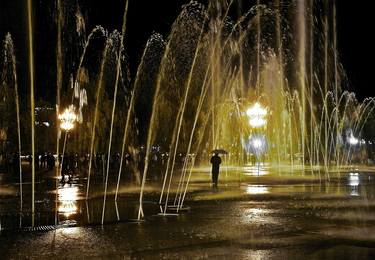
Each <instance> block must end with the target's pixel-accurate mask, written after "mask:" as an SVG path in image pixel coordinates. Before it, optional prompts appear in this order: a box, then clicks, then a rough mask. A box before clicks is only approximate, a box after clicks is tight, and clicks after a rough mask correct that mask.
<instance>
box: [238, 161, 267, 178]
mask: <svg viewBox="0 0 375 260" xmlns="http://www.w3.org/2000/svg"><path fill="white" fill-rule="evenodd" d="M244 174H245V175H248V176H264V175H268V174H269V171H268V170H265V169H264V164H259V165H258V163H257V164H256V165H252V166H246V167H244Z"/></svg>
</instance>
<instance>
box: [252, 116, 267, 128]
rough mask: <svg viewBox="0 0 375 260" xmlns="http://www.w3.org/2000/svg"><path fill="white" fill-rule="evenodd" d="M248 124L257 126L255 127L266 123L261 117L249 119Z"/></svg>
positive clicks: (266, 123)
mask: <svg viewBox="0 0 375 260" xmlns="http://www.w3.org/2000/svg"><path fill="white" fill-rule="evenodd" d="M249 124H250V125H251V126H252V127H254V128H257V127H262V126H265V125H266V124H267V120H265V119H263V118H257V117H256V118H252V119H250V120H249Z"/></svg>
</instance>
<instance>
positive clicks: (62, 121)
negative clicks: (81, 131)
mask: <svg viewBox="0 0 375 260" xmlns="http://www.w3.org/2000/svg"><path fill="white" fill-rule="evenodd" d="M59 120H60V121H61V123H60V128H61V129H62V130H65V131H67V132H68V131H70V130H72V129H73V128H74V123H75V122H76V121H77V115H76V114H75V113H74V107H73V106H72V105H71V106H69V107H68V108H66V109H65V110H64V112H63V113H62V114H60V115H59Z"/></svg>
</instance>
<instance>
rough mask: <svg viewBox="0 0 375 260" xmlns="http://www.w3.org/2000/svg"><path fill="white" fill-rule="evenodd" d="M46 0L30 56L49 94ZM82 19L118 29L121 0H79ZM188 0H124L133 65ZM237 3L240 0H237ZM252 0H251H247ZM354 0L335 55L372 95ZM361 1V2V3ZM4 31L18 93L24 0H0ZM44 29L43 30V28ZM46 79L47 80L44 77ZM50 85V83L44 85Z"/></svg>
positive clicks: (364, 88) (360, 96)
mask: <svg viewBox="0 0 375 260" xmlns="http://www.w3.org/2000/svg"><path fill="white" fill-rule="evenodd" d="M44 2H52V1H46V0H34V5H35V6H36V8H35V10H34V15H35V16H36V20H35V34H36V40H35V48H36V52H35V56H36V57H35V58H36V62H35V63H36V74H37V75H36V85H37V90H36V95H37V97H42V98H46V99H49V98H50V97H53V96H54V93H55V90H54V89H53V88H54V85H53V84H55V82H54V80H55V79H53V78H52V77H45V76H44V75H46V74H48V73H51V71H55V67H54V66H55V64H56V62H55V59H56V58H55V57H56V56H55V49H56V47H55V46H56V39H55V37H56V35H55V34H53V32H55V30H56V29H55V24H54V15H53V13H52V12H48V11H47V12H46V11H45V10H44V11H41V10H38V6H43V3H44ZM79 2H80V3H81V4H82V12H83V13H84V16H85V18H87V20H86V26H87V29H88V30H87V31H90V29H92V28H93V27H94V26H95V25H97V24H100V25H102V26H103V27H105V28H106V29H108V30H109V31H111V30H113V29H118V30H121V23H122V17H123V10H124V2H125V1H122V0H107V1H91V0H79ZM187 2H189V1H188V0H168V1H144V0H143V1H142V0H130V4H129V16H128V31H127V37H128V46H127V49H128V54H129V57H130V62H131V63H132V64H133V66H134V67H135V66H136V65H135V64H137V63H138V62H139V59H140V56H141V54H142V51H143V47H144V45H145V43H146V41H147V39H148V37H149V36H150V35H151V33H152V32H154V31H156V32H160V33H161V34H163V35H164V36H165V37H166V36H167V35H168V33H169V30H170V28H171V24H172V23H173V21H174V20H175V18H176V17H177V15H178V14H179V12H180V10H181V6H182V5H183V4H184V3H187ZM243 2H246V1H245V0H243ZM250 2H254V1H250ZM360 2H363V3H365V1H359V2H358V1H357V2H356V4H354V3H353V1H349V0H340V1H337V5H338V7H337V8H338V10H337V13H338V17H337V23H338V24H337V27H338V48H339V55H340V60H341V62H342V63H343V66H344V68H345V70H346V72H347V74H348V79H349V82H350V84H349V85H350V90H352V91H355V92H356V93H357V96H358V97H359V98H360V99H362V98H364V97H366V96H375V90H374V88H373V87H372V85H373V82H372V79H373V76H372V75H373V71H372V68H373V66H371V63H372V61H374V60H375V59H374V58H375V57H374V46H375V44H374V39H373V35H371V34H372V25H373V20H372V17H373V10H372V9H371V8H365V7H364V6H363V5H362V4H360ZM366 3H367V2H366ZM7 32H10V33H11V34H12V36H13V39H14V41H15V47H16V56H17V62H18V64H17V65H18V76H19V81H20V82H19V85H20V88H21V93H25V91H26V89H27V76H26V75H27V73H28V71H27V55H28V53H27V31H26V0H1V1H0V39H4V36H5V34H6V33H7ZM44 32H49V33H44ZM48 78H49V79H48ZM48 86H52V87H48Z"/></svg>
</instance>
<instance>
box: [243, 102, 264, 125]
mask: <svg viewBox="0 0 375 260" xmlns="http://www.w3.org/2000/svg"><path fill="white" fill-rule="evenodd" d="M267 113H268V111H267V109H266V108H264V107H262V106H261V104H259V103H258V102H256V103H255V104H254V105H253V106H252V107H250V108H249V109H247V110H246V115H247V116H248V117H249V124H250V126H252V127H254V128H258V127H263V126H265V125H266V124H267V120H266V118H265V117H266V116H267Z"/></svg>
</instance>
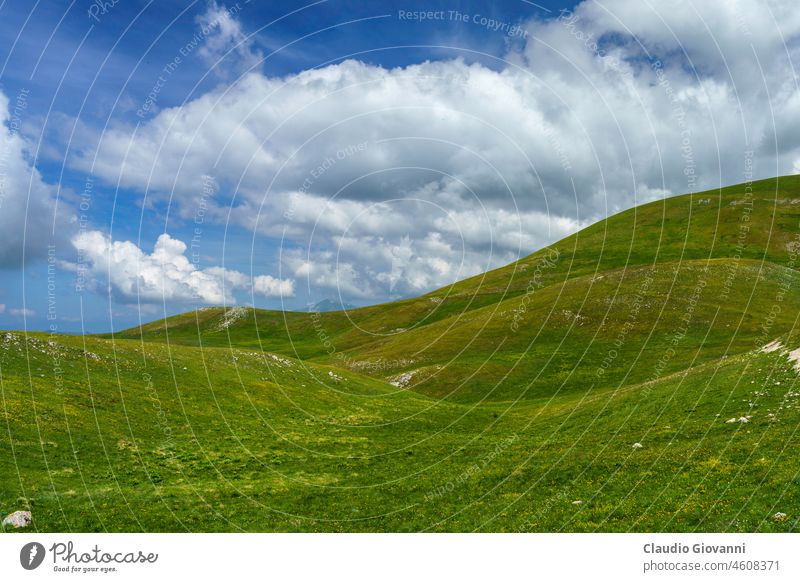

◆ ◆ ◆

WORK ORDER
Reproduce all the entries above exactly. Include no images.

YOUR SOLUTION
Each <instance> block must end with the target's pixel-accurate mask, written after "mask:" as an SVG path in image pixel coordinates. Before it, optional prompts appear in this order: a box, then clicks, then a rough mask. A box before clicks is only approximate, a box after clicks is tight, and clicks after a rough mask correct that mask.
<instance>
box: [238, 161, 267, 178]
mask: <svg viewBox="0 0 375 260" xmlns="http://www.w3.org/2000/svg"><path fill="white" fill-rule="evenodd" d="M244 174H245V175H248V176H264V175H268V174H269V171H268V170H265V169H264V164H259V165H258V163H257V164H256V165H252V166H246V167H244Z"/></svg>
</instance>
<instance>
box: [252, 116, 267, 128]
rough mask: <svg viewBox="0 0 375 260" xmlns="http://www.w3.org/2000/svg"><path fill="white" fill-rule="evenodd" d="M248 124L257 126L255 127L266 123L261 117L249 119Z"/></svg>
positive clicks: (266, 123)
mask: <svg viewBox="0 0 375 260" xmlns="http://www.w3.org/2000/svg"><path fill="white" fill-rule="evenodd" d="M249 124H250V125H251V126H252V127H254V128H257V127H262V126H265V125H266V124H267V120H265V119H263V118H257V117H256V118H252V119H250V120H249Z"/></svg>
</instance>
<instance>
positive clicks: (62, 121)
negative clicks: (81, 131)
mask: <svg viewBox="0 0 375 260" xmlns="http://www.w3.org/2000/svg"><path fill="white" fill-rule="evenodd" d="M59 120H60V121H61V123H60V128H61V129H62V130H65V131H67V132H68V131H70V130H72V129H73V128H74V123H75V122H76V121H77V115H76V114H75V113H74V107H73V106H72V105H71V106H69V107H68V108H66V109H65V110H64V112H63V113H62V114H60V115H59Z"/></svg>
</instance>
<instance>
rough mask: <svg viewBox="0 0 375 260" xmlns="http://www.w3.org/2000/svg"><path fill="white" fill-rule="evenodd" d="M46 0L30 56L49 94ZM82 19L118 29L121 0H79ZM188 0H124L133 65ZM237 3L240 0H237ZM252 0H251H247ZM354 0L335 55L372 95ZM361 1V2V3ZM4 31L18 93L24 0H0ZM44 29L43 30V28ZM46 79L47 80L44 77ZM50 85V83L44 85Z"/></svg>
positive clicks: (364, 88) (360, 96)
mask: <svg viewBox="0 0 375 260" xmlns="http://www.w3.org/2000/svg"><path fill="white" fill-rule="evenodd" d="M44 2H52V1H46V0H34V5H35V6H36V8H35V10H34V15H35V16H36V20H35V34H36V40H35V48H36V52H35V56H36V57H35V58H36V62H35V63H36V74H37V75H36V85H37V90H36V95H37V97H42V98H46V99H49V98H50V97H53V96H54V93H55V90H54V89H53V88H54V85H53V84H55V82H54V80H55V79H53V78H52V77H45V76H44V75H46V74H48V73H51V71H55V67H54V66H55V64H56V62H55V59H56V58H55V57H56V56H55V49H56V47H55V46H56V39H55V37H56V35H55V34H53V32H55V30H56V29H55V24H54V15H53V13H52V12H48V11H47V12H46V11H45V10H44V11H41V10H38V6H43V3H44ZM79 2H80V3H81V4H82V12H83V13H84V16H85V18H87V20H86V26H87V29H88V30H87V31H90V29H92V28H93V27H94V26H95V25H97V24H100V25H102V26H103V27H105V28H106V29H108V30H109V31H111V30H113V29H118V30H121V23H122V17H123V10H124V2H125V1H122V0H107V1H91V0H79ZM187 2H189V1H188V0H168V1H144V0H143V1H142V0H130V4H129V16H128V31H127V37H128V46H127V49H128V54H129V57H130V62H131V63H132V64H133V66H134V67H135V66H136V65H135V64H137V63H138V62H139V59H140V56H141V54H142V51H143V47H144V45H145V43H146V41H147V39H148V37H149V36H150V35H151V33H152V32H154V31H156V32H160V33H161V34H163V35H164V36H165V37H166V36H167V35H168V33H169V30H170V28H171V24H172V23H173V21H174V20H175V18H176V17H177V15H178V14H179V12H180V10H181V6H182V5H183V4H184V3H187ZM243 2H246V1H245V0H243ZM250 2H254V1H250ZM360 2H363V3H365V1H359V2H358V1H357V2H356V4H354V3H353V1H349V0H340V1H337V5H338V7H337V8H338V10H337V13H338V17H337V23H338V24H337V27H338V48H339V55H340V60H341V62H342V63H343V66H344V68H345V70H346V72H347V74H348V79H349V82H350V84H349V85H350V90H352V91H355V92H356V93H357V96H358V97H359V98H360V99H362V98H364V97H366V96H375V90H374V88H373V87H372V85H373V82H372V79H373V76H372V75H373V71H372V68H373V66H371V63H372V61H374V60H375V59H374V58H375V57H374V46H375V44H374V39H373V35H371V34H372V25H373V20H372V17H373V10H372V9H371V8H365V7H364V6H363V5H362V4H360ZM366 3H367V2H366ZM7 32H10V33H11V34H12V36H13V39H14V41H15V47H16V56H17V62H18V64H17V65H18V76H19V81H20V82H19V85H20V88H21V93H25V91H26V89H27V76H26V75H27V73H28V71H27V55H28V53H27V31H26V0H1V1H0V39H4V36H5V34H6V33H7ZM44 32H49V33H44ZM48 78H49V79H48ZM48 86H52V87H48Z"/></svg>
</instance>
<instance>
box: [243, 102, 264, 125]
mask: <svg viewBox="0 0 375 260" xmlns="http://www.w3.org/2000/svg"><path fill="white" fill-rule="evenodd" d="M267 113H268V111H267V109H266V108H264V107H262V106H261V104H259V103H258V102H256V103H255V104H254V105H253V106H252V107H250V108H249V109H247V110H246V115H247V116H248V117H249V124H250V126H252V127H254V128H258V127H263V126H265V125H266V124H267V120H266V118H265V117H266V116H267Z"/></svg>
</instance>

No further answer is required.